Below are some records. Pull every line that contains the word "tree".

--- Record extracts Enclosed Below ---

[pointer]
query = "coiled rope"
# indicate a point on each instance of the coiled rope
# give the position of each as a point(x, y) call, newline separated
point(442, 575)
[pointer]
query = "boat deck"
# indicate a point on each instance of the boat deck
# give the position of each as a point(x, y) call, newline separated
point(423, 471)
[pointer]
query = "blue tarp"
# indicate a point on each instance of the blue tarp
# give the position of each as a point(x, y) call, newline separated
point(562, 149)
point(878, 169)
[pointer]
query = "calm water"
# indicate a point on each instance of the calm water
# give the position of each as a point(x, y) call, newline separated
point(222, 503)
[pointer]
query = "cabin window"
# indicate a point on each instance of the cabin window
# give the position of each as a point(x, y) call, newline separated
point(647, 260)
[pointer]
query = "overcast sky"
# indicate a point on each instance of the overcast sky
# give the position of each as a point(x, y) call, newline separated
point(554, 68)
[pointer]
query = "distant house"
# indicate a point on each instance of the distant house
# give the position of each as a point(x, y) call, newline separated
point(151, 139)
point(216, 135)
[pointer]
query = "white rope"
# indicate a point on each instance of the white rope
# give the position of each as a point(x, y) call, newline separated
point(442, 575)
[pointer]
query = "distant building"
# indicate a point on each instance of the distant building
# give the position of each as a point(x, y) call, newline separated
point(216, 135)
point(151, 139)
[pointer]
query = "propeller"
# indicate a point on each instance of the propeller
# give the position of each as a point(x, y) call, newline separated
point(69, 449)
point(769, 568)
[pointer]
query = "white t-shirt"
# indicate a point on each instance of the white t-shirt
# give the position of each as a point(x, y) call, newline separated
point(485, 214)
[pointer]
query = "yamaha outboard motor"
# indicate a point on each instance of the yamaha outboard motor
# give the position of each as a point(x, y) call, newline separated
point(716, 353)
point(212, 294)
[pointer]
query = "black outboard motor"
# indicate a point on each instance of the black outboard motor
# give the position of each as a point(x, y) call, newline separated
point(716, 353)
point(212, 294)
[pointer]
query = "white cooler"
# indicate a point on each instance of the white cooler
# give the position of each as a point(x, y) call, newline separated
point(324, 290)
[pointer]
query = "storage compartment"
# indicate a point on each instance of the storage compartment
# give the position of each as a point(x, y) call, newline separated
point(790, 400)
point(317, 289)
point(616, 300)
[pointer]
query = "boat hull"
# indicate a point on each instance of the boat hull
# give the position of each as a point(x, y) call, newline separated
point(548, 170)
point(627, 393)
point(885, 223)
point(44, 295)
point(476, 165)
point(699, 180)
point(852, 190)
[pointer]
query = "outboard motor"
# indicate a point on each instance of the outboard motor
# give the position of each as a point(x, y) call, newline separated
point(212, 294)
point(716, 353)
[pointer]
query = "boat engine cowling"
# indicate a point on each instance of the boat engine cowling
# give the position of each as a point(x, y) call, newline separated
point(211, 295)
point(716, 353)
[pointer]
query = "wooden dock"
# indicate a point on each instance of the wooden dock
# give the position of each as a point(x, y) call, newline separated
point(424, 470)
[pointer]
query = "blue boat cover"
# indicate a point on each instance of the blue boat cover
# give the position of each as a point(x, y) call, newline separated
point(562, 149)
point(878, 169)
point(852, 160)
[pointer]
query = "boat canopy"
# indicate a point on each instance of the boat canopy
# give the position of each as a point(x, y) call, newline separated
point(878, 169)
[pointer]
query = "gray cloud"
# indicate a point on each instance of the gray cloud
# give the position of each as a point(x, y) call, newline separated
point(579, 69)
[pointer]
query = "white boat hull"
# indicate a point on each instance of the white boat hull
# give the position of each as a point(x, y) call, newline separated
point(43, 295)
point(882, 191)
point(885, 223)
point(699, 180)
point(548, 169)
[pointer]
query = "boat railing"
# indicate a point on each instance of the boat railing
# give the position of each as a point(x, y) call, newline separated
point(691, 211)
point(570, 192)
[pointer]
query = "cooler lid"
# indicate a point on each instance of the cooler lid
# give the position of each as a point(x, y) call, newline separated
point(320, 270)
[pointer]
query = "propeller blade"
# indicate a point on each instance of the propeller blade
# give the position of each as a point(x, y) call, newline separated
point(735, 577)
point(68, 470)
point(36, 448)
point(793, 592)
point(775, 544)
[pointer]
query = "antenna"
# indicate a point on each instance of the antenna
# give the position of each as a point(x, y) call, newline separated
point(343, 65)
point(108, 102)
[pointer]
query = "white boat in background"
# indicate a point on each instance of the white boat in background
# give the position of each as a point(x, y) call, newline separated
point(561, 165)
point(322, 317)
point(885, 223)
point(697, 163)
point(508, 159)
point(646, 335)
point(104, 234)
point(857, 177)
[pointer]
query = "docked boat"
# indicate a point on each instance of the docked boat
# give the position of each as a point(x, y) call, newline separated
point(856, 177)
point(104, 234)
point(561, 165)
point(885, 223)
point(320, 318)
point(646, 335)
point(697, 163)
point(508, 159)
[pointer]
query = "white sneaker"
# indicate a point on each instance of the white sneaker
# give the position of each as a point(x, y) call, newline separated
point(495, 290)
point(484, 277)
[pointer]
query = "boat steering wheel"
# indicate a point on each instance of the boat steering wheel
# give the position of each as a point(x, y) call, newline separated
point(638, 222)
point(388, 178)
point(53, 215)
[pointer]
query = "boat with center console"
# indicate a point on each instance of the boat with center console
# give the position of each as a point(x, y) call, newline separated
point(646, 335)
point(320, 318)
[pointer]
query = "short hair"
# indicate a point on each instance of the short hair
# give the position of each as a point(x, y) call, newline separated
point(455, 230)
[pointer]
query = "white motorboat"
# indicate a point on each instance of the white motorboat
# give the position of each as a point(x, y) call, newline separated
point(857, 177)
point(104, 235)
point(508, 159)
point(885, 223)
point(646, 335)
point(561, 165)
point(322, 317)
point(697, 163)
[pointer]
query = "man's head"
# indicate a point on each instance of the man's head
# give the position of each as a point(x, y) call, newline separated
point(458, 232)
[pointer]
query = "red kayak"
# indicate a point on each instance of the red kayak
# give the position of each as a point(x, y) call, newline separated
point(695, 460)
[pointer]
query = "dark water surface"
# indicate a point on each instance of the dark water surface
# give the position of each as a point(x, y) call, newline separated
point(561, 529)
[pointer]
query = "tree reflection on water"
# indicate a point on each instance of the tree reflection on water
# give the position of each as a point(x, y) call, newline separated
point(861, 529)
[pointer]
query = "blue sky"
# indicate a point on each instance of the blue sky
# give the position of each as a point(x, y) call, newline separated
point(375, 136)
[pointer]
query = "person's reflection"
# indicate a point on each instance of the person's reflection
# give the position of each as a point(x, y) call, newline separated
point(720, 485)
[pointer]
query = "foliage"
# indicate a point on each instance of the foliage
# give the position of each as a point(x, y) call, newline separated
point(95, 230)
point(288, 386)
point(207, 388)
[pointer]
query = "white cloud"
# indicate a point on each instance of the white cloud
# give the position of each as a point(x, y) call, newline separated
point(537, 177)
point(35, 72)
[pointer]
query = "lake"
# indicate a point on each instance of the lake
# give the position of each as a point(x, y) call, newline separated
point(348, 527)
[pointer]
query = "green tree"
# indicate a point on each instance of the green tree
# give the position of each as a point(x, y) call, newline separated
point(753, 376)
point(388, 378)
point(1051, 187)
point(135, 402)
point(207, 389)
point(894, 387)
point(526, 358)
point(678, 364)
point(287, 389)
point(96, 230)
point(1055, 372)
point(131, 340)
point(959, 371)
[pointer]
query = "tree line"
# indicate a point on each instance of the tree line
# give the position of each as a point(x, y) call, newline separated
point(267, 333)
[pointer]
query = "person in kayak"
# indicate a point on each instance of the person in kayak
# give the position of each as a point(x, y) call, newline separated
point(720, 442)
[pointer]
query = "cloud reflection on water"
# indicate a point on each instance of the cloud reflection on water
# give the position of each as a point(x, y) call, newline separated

--- End of Enclosed Record extracts ---

**Solved problem**
query = "tree reflection on water"
# indicate a point on each instance of the tree reflection on water
query = "green tree"
# indicate a point on each instance of the green tree
query = "tree line"
# indicate a point on each instance of the tree line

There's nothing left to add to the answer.